Directives:
A - Do these statements agree with the feature selection notes? Answer yes or no for each, quoting the deciding words. (i) Filter methods consider each feature independently. (ii) Unsupervised methods use the target feature. (iii) Feature selection is always a necessary step.
B - In the feature selection notes, what happens with filter methods when features are correlated?
C - Carry on the feature selection notes from their last line.

Given text:
# Data Analysis

## Feature Selection and Dimention Reduction. PCA.1

1. Some materials are taken from machine learning course of Victor Kitov

## Feature Selection vs. Dimension Reduction¶

• Feature selection is a process of selecting a subset of original features with minimum loss of information related to final task (classification, regression, etc.)
• Dimension reduction is a result of some transformation of initial features to (possibly) lower dimension feature space

## Why feature selection?¶

• increase predictive accuracy of classifier
• improve optimization stability by removing multicollinearity
• increase computational efficiency
• reduce cost of future data collection
• make classifier more interpretable

Not always necessary step

• some methods have implicit feature selection

## Feature Selection Approaches¶

• Unsupervised methods
• don't use target feature
• Filter methdos
• use target feature
• consider each feature independently
• Wrapper methods
• uses model quality
• Embedded methdos
• embedded inside model

### "Unsupervised" methods¶

• Determine feature importance regardless of target feature

### Filter methods¶

• Features are considered independently of each other
• Individual predictive power is measures

Basically

• Order features with respect to feature importances $I(f)$: $$I(f_{1})> I(f_{2})> \dots\ge I(f_{D})$$
• Select top $m$ $$\hat{F}=\{f_{1},f_{2},...f_{m}\}$$
• Simple to implement
• Usually quite fast
• When features are correlated, it will take many redundant features

#### Examples¶

• Correlation
• Which kind of relationship does correlation measure?
• Mutual Information
• Entropy of variable $Y$: $H(Y) = - \sum_y p(y)\ln p(y)$
• Conditional entropy of $Y$ after observing $X$: $H(y|x) = - \sum_x p(x) \sum_y p(y|x)\ln p(y|x)$
• Mutial information: $$MI(Y, X) = \sum_{x,y} p(x,y) \ln\left[\frac{p(x,y)}{p(x)p(y)}\right]$$
• Mutual information measures how much $X$ and $Y$ share information between each other
• $MI(Y,X) = H(Y) - H(Y|X)$
In [3]:
df_titanic = pd.read_csv('data/titanic.csv')

Out[3]:
PassengerId Survived Pclass Name Sex Age SibSp Parch Ticket Fare Cabin Embarked
0 1 0 3 Braund, Mr. Owen Harris male 22.0 1 0 A/5 21171 7.2500 NaN S
1 2 1 1 Cumings, Mrs. John Bradley (Florence Briggs Th... female 38.0 1 0 PC 17599 71.2833 C85 C
2 3 1 3 Heikkinen, Miss. Laina female 26.0 0 0 STON/O2. 3101282 7.9250 NaN S
3 4 1 1 Futrelle, Mrs. Jacques Heath (Lily May Peel) female 35.0 1 0 113803 53.1000 C123 S
4 5 0 3 Allen, Mr. William Henry male 35.0 0 0 373450 8.0500 NaN S
In [4]:
P = pd.crosstab(df_titanic.Survived, df_titanic.Sex, normalize=True).values
print(P)

Data:
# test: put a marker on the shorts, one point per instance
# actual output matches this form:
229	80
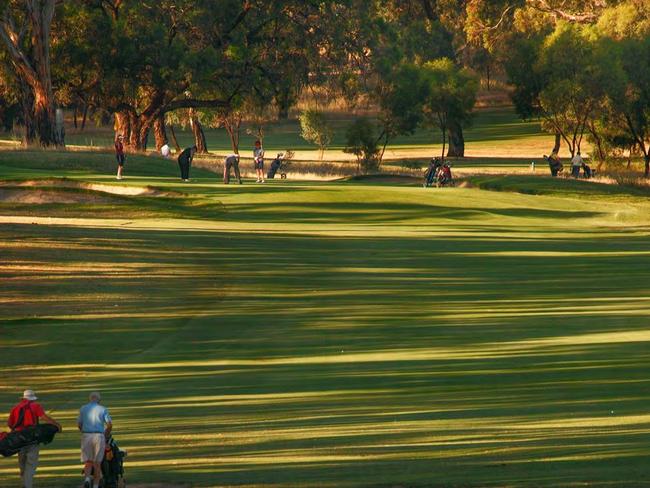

The results:
A -
(i) Yes: "consider each feature independently"
(ii) No: "don't use target feature"
(iii) No: "Not always necessary step"

B - They will take many redundant features.

C -
[[0.09090909 0.52525253]
[0.26150393 0.12233446]]

In [5]:
px = P.sum(axis=1)[:, np.newaxis]
py = P.sum(axis=0)[:, np.newaxis]
print(px)
print(py)

[[0.61616162]
[0.38383838]]
[[0.35241302]
[0.64758698]]

In [6]:
px.dot(py.T)

Out[6]:
array([[0.21714338, 0.39901824],
[0.13526964, 0.24856874]])
In [8]:
mutual_info(df_titanic.Pclass, df_titanic.Survived)

Out[8]:
0.05810725269032348

### Wrapper methods¶

• Selecting suboptimal subset of features
• Could be slow
• Examples:
• Recursive Feature Elimination
• Consider full set of features
• Fit a model, measure feature importance (based on model)
• Remove least important feature(s)
• Repeat
• Boruta Algorithm

### Embedded methods¶

• Feature selection process in included in the model
• Examples:
• Decision Trees
• Linear model with L1 regularization

## Something different: permutation importance¶

• Calculate quality measure on validation set
• For each feature:
• replace given values with random values from the same distribution
• ... or perform random shuffling
• observe the difference in quality measure

# Principal Component Analysis (PCA)¶

## Why dimension reduction?¶

same as in feature selection +

• data visualization
In [9]:
iris = sns.load_dataset('iris')
sns.pairplot(iris, hue='species')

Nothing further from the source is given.